_Given exercise:_ Return the whole listing, line for line, without the pictures in it.

Records excerpted from a collection
= = = = = = =

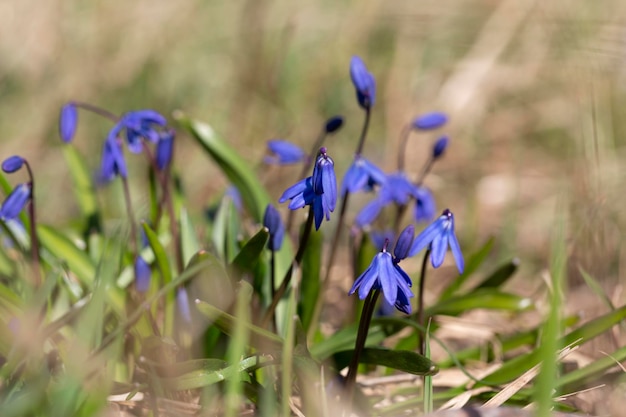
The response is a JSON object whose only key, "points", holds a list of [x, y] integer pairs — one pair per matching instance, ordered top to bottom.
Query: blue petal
{"points": [[68, 120], [430, 121], [368, 213], [426, 236], [438, 248], [456, 251]]}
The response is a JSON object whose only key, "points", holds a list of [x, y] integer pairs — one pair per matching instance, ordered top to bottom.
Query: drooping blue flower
{"points": [[364, 83], [68, 120], [430, 121], [139, 124], [334, 124], [440, 146], [165, 149], [283, 153], [112, 162], [12, 164], [362, 176], [318, 190], [15, 202], [274, 224], [439, 235], [385, 274], [142, 275]]}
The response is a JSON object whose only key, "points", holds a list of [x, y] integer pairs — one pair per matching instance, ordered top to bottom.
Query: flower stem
{"points": [[34, 241], [280, 291], [420, 302], [361, 337]]}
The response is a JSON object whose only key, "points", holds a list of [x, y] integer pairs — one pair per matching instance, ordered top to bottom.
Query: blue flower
{"points": [[364, 83], [68, 120], [430, 121], [139, 124], [333, 124], [440, 146], [165, 149], [284, 153], [112, 162], [12, 164], [362, 176], [318, 190], [15, 202], [275, 226], [439, 235], [385, 274], [142, 275]]}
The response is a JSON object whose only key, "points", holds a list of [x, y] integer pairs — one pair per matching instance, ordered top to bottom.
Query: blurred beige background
{"points": [[536, 93]]}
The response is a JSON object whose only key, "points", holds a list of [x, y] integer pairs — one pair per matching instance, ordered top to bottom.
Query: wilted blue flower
{"points": [[364, 83], [68, 120], [429, 121], [139, 124], [334, 124], [440, 147], [165, 149], [284, 153], [112, 162], [12, 164], [362, 176], [318, 190], [15, 202], [274, 224], [439, 235], [385, 274], [142, 275], [182, 301]]}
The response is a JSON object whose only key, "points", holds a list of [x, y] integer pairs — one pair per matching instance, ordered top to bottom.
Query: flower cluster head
{"points": [[364, 83], [283, 153], [398, 189], [318, 190], [21, 194], [275, 226], [438, 236], [385, 274]]}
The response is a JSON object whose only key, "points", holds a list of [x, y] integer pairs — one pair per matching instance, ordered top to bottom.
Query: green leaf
{"points": [[62, 248], [251, 252], [470, 267], [500, 275], [485, 298], [403, 360]]}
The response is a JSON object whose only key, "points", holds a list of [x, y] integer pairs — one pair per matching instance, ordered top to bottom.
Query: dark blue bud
{"points": [[68, 120], [429, 121], [334, 124], [440, 146], [165, 149], [12, 164], [15, 202], [274, 224], [403, 244], [142, 275]]}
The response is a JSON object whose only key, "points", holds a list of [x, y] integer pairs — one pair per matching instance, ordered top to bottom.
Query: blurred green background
{"points": [[536, 92]]}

= = = = = = =

_The result:_
The response is a JSON object whose only key, "points", holds a list of [x, y] integer pairs — one pair per matching instance, ordered top to bottom.
Query: blue petal
{"points": [[68, 120], [430, 121], [368, 213], [426, 236], [438, 248], [456, 251]]}
The response is a JSON object whose only key, "points", holds a list of [x, y] integer pairs — one pair per matching instance, ordered top to bottom.
Query: drooping blue flower
{"points": [[364, 83], [68, 120], [430, 121], [139, 124], [334, 124], [440, 146], [165, 149], [283, 153], [112, 162], [12, 164], [362, 176], [318, 190], [15, 202], [274, 224], [439, 235], [385, 274], [142, 275]]}
The response is a JSON object whose only key, "points", holds a list of [x, y] integer pairs — one pair per matching instance, ordered top to bottom.
Query: flower stem
{"points": [[34, 241], [280, 291], [420, 302], [361, 337]]}
The response is a JSON object whose only key, "points", holds a list of [x, y] integer pairs — one pair per matching instance, ordered top to bottom.
Query: blue flower
{"points": [[364, 83], [68, 120], [430, 121], [139, 124], [333, 124], [440, 146], [165, 149], [284, 153], [112, 162], [12, 164], [362, 176], [318, 190], [15, 202], [275, 226], [439, 235], [385, 274], [142, 275]]}
The response is a JSON object whose only key, "points", holds a list of [x, y] integer pairs — one pair per matching instance, ordered top to bottom.
Query: blurred beige background
{"points": [[536, 93]]}
The response is a JSON object whose only key, "points", holds a list of [x, y] integer pairs — one pair per matching instance, ordered top to bottom.
Query: wilted blue flower
{"points": [[364, 83], [68, 120], [429, 121], [139, 124], [334, 124], [440, 147], [165, 149], [284, 153], [112, 162], [12, 164], [362, 176], [318, 190], [15, 202], [274, 224], [439, 235], [385, 274], [142, 275], [182, 301]]}
The response is a JSON object whose only key, "points", holds a list of [x, y] integer pairs — one pair per matching instance, ordered top to bottom.
Query: flower cluster head
{"points": [[364, 83], [283, 153], [398, 189], [318, 190], [21, 194], [275, 226], [438, 236], [385, 274]]}
The response is a JSON object whose only key, "points", holds a list of [x, y] integer pairs — one pair per matching instance, ordered top to bottom.
Query: green leaf
{"points": [[62, 248], [251, 252], [470, 267], [500, 275], [485, 298], [403, 360]]}
The response is a JSON object whose only key, "points", holds a list of [x, y] integer pairs — one pair per matching instance, ordered top to bottom.
Query: dark blue bud
{"points": [[68, 120], [429, 121], [334, 124], [440, 146], [165, 149], [12, 164], [15, 202], [274, 224], [403, 244], [142, 275]]}
The response is a JSON object whose only key, "points", holds a list of [x, y] integer pairs — one pair per matching instance, ordered top to bottom.
Query: blurred green background
{"points": [[536, 92]]}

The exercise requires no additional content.